Stored data entries:
▬▬▬

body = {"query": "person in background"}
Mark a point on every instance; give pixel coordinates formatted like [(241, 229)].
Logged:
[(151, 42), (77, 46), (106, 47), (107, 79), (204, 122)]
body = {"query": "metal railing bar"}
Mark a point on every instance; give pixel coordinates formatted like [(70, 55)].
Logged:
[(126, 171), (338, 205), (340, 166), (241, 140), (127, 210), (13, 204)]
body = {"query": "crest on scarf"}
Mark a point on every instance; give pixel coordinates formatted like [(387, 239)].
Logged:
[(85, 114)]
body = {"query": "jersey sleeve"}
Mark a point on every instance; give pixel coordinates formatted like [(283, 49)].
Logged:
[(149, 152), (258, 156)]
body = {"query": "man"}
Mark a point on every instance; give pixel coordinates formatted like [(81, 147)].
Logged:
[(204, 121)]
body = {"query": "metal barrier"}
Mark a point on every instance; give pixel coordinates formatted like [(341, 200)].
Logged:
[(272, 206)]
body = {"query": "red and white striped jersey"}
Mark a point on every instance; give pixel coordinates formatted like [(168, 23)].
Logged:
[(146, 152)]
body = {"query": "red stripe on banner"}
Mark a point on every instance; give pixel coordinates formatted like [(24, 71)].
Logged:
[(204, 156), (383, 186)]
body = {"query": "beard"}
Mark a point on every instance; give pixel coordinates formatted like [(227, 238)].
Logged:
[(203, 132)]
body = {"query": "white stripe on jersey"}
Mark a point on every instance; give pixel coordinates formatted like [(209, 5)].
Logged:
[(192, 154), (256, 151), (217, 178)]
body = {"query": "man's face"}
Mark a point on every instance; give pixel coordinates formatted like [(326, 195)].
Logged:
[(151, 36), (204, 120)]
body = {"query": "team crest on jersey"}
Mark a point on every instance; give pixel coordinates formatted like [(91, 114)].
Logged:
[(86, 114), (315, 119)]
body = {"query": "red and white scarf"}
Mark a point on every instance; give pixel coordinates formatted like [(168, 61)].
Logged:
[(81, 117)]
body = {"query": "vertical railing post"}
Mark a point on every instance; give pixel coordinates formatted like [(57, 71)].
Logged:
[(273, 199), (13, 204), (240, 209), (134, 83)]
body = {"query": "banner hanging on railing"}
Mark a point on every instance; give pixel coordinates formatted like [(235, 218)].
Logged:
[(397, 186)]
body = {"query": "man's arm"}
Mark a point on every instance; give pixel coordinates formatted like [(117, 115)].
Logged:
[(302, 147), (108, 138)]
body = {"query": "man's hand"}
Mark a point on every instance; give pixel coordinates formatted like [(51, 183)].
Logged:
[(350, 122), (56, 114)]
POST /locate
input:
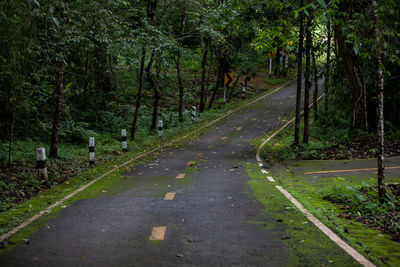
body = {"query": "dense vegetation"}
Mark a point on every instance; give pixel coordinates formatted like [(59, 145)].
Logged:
[(72, 69)]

▬▬▬

Task prompt> Given the data above, transcribe exactly the lines from the one containing "like [(326, 195)]." down to the one containing "like [(91, 114)].", and no others.

Output for this task>
Mark a point on every instance; give pixel coordinates formatted like [(326, 195)].
Logged:
[(151, 36), (204, 120)]
body = {"query": "team crest on jersey"}
Mark a point on every instance; give pixel coordinates formatted like [(91, 114)].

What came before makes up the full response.